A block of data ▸
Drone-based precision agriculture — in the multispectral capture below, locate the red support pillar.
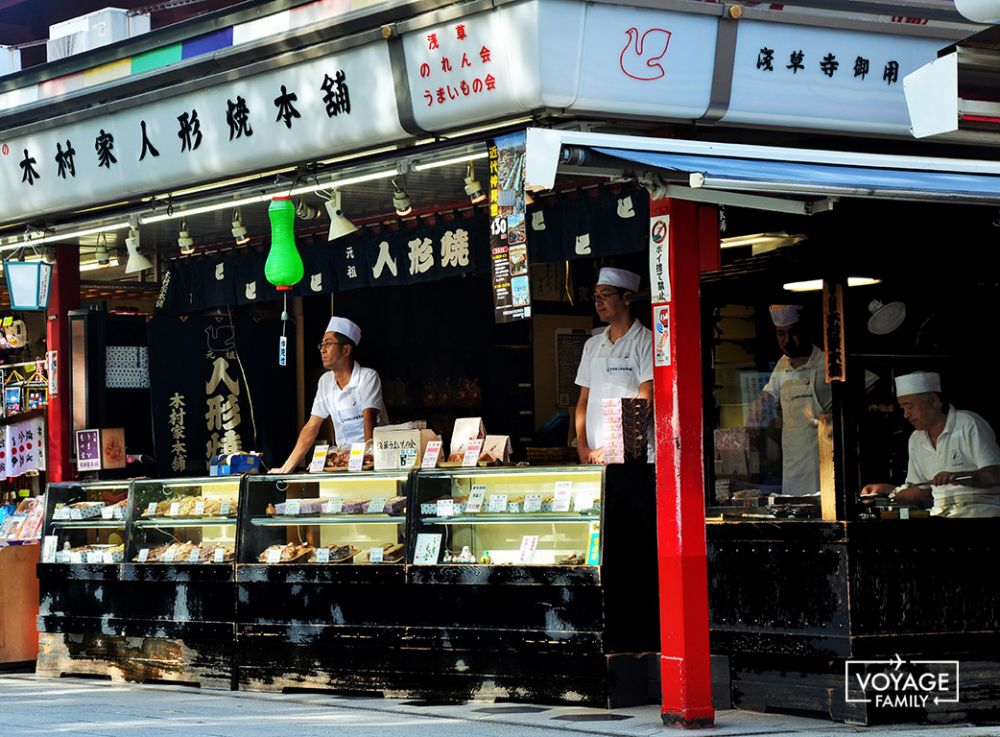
[45,246,80,481]
[650,200,718,728]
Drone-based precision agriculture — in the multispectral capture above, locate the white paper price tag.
[462,438,483,468]
[465,484,486,514]
[552,481,573,512]
[573,491,594,512]
[309,444,330,473]
[347,443,365,471]
[486,494,507,513]
[420,440,441,468]
[517,535,538,564]
[42,535,59,563]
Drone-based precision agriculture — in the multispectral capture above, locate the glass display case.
[410,466,604,567]
[41,481,129,565]
[239,471,408,566]
[125,476,241,565]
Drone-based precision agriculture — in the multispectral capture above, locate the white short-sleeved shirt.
[576,320,653,460]
[311,363,389,445]
[906,408,1000,517]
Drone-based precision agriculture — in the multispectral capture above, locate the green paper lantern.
[264,197,305,292]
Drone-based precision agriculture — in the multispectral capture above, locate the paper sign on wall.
[653,305,670,366]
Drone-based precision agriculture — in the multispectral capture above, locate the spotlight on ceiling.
[119,218,153,274]
[232,207,250,246]
[295,195,322,220]
[465,161,486,205]
[94,233,111,266]
[326,189,358,241]
[392,179,413,217]
[177,220,194,256]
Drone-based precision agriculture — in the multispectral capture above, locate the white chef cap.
[597,266,639,292]
[770,305,802,328]
[896,371,941,397]
[326,317,361,345]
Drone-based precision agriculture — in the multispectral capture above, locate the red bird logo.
[619,28,670,81]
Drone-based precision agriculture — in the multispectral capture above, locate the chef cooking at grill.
[747,305,833,496]
[861,371,1000,517]
[271,317,388,473]
[575,267,653,463]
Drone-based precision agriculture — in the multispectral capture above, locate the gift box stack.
[601,398,649,463]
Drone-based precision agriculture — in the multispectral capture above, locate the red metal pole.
[650,200,718,728]
[45,246,80,481]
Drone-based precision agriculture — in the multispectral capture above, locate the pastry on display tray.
[257,543,314,563]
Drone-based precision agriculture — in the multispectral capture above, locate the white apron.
[331,386,365,445]
[781,369,823,496]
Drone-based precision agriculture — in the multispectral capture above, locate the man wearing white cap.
[575,267,653,463]
[747,305,833,496]
[861,371,1000,517]
[271,317,388,473]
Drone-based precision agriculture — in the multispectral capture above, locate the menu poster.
[76,430,101,471]
[413,532,441,566]
[489,131,531,323]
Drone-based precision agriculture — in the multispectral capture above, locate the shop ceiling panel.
[403,2,548,130]
[722,21,950,136]
[0,43,405,221]
[556,2,719,119]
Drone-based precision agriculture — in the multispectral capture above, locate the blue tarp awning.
[592,146,1000,204]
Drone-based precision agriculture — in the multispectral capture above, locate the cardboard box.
[208,453,260,476]
[373,427,441,471]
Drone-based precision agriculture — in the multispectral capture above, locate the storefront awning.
[528,131,1000,204]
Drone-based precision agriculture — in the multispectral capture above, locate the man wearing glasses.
[271,317,388,473]
[576,268,653,463]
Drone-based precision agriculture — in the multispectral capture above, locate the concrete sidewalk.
[0,674,1000,737]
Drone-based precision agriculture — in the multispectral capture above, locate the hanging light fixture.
[392,179,413,217]
[465,161,486,205]
[177,220,194,256]
[119,216,153,274]
[3,243,52,312]
[325,189,358,241]
[94,233,111,266]
[232,207,250,246]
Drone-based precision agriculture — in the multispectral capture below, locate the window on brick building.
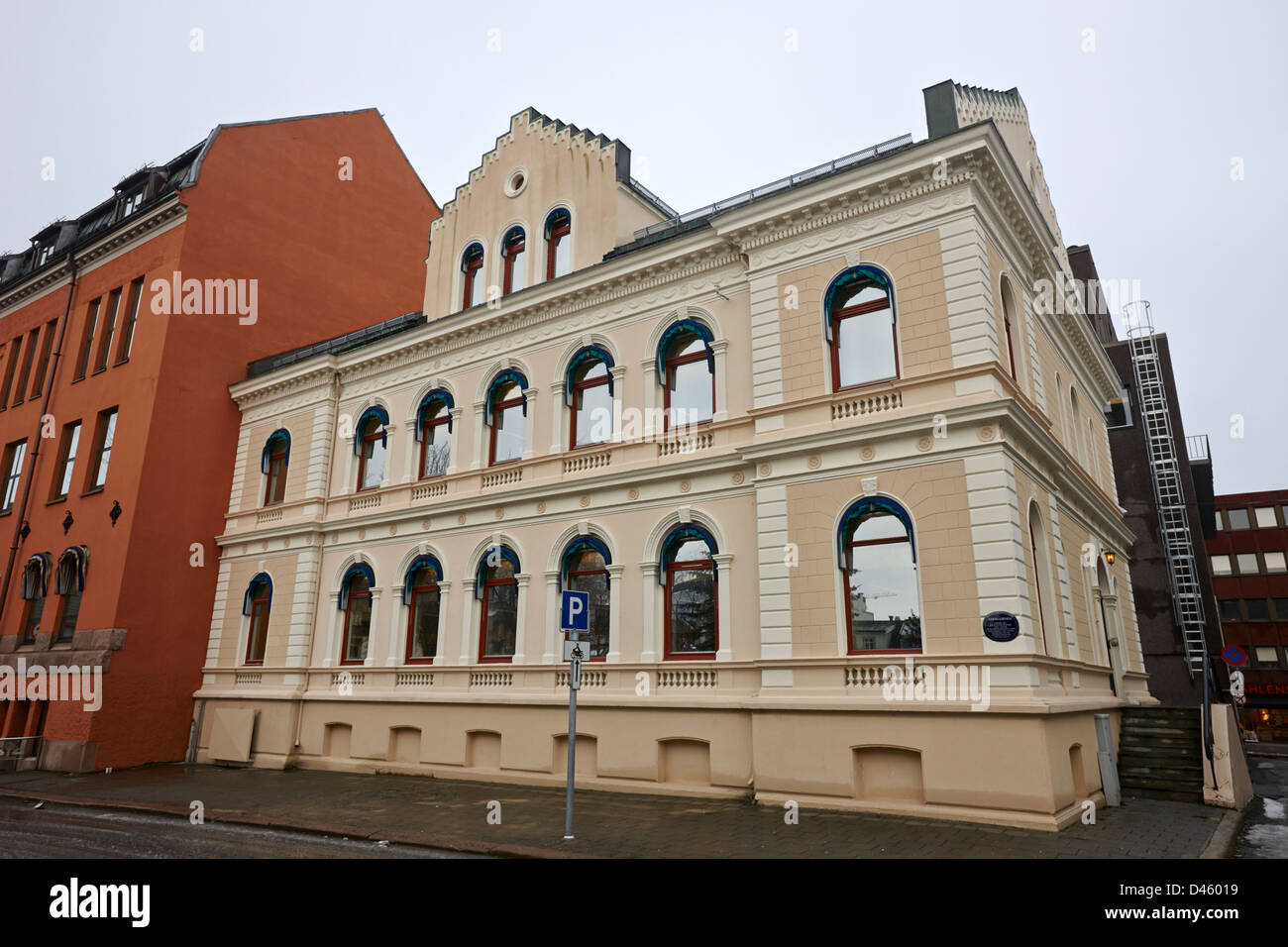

STATED EXERCISE ▸ Replace each "multispectral capture" in the data above with "aerial photo", change nothing else, and write the result out in full without the pictures.

ANSWER TO THIS EXERCISE ▸
Drone-based precision agriculture — in the aerial photo below, locate the red support pillar.
[45,246,80,481]
[650,200,718,728]
Drone-based precision agriculture — in the aerial photo above, locate the white paper price tag.
[462,438,483,468]
[465,484,486,514]
[552,481,573,512]
[573,491,594,512]
[309,444,330,473]
[347,443,365,471]
[486,494,507,513]
[420,440,441,468]
[517,535,538,564]
[42,535,59,563]
Drone-based precision agriculture — in the aerial photo above, locate the glass display case.
[410,466,604,567]
[41,481,129,565]
[239,471,408,566]
[125,476,241,565]
Drone-based precision agriculture — in the aerial photo above, locate the white short-sleeved shirt.
[576,320,653,460]
[311,363,389,445]
[906,408,1000,517]
Drone-based precision agriculture — in the aerial photo above, locate the green paper lantern.
[264,197,305,292]
Drone-based precision agriculture — in the aerial photo above, locate the paper sign on wall.
[653,305,670,366]
Drone-based precision agriculture — in the aerial photo above, locate the spotlight on ceiling.
[119,218,153,274]
[232,207,250,246]
[295,195,322,220]
[465,161,486,205]
[94,233,111,266]
[326,189,358,241]
[392,179,413,217]
[177,220,194,256]
Drone-based precision agriculture — in the aerial photo above, locate the white chef cap.
[597,266,639,292]
[770,305,802,328]
[896,371,941,397]
[326,317,361,345]
Drone-based precision agriculture — in the aerial photo above, locate the red bird logo.
[619,28,670,81]
Drone-based precision agriculture — in the aerial photo above, locate the chef cooking at grill.
[747,305,833,496]
[861,371,1000,517]
[271,317,388,473]
[575,267,653,463]
Drone-based precision agriculture — in the aerial photo above, locate the gift box stack.
[601,398,649,463]
Drone-based precision agriculture — in the aerial photo above, locate the red metal pole.
[650,200,718,728]
[45,246,80,481]
Drone-based precision agriculture — in the aerial photo above, locate the pastry on display tray.
[257,543,314,563]
Drone-based precision agriculture — in the aerial photo above, locate the white apron.
[331,386,365,445]
[781,369,823,496]
Drone-based precision agriculture — in the aerial photo above, locate the man wearing white cap.
[575,267,653,463]
[747,305,833,496]
[861,371,1000,517]
[271,317,388,473]
Drone-based precision agriculture — in the aerial photo above, locate the menu poster.
[76,430,101,471]
[413,532,441,566]
[489,131,531,323]
Drone-based precision agriculture — in the aerial photo above, locate the shop ceiling panel.
[403,2,548,130]
[722,21,950,136]
[0,43,405,221]
[556,2,719,119]
Drone-based precision agriculture — in the aerial photo above, locate the blue tarp awning.
[592,146,1000,204]
Drone-based precision agriculture — in the aerial photo above, locate the cardboard box.
[208,453,260,476]
[373,427,441,471]
Drone-based precision agriculture — in the aerial photo above, locate the storefront awning.
[528,131,1000,204]
Drone-based precision agriculture — in the aerial photo above, locate the man wearing glasses.
[271,317,388,473]
[576,268,653,463]
Drone-based precision agriculture — in the aerial photo above, locate the concrete sidewalk.
[0,674,1000,737]
Drone-based precision agriculture — in the aerial photo above, locate the hanging light fixture.
[392,179,413,217]
[465,161,486,205]
[177,220,194,256]
[119,216,153,274]
[3,243,52,312]
[325,189,358,241]
[94,233,111,266]
[232,207,250,246]
Drone-based precision agriculture — in the aerial photo below, locate the window on brick building.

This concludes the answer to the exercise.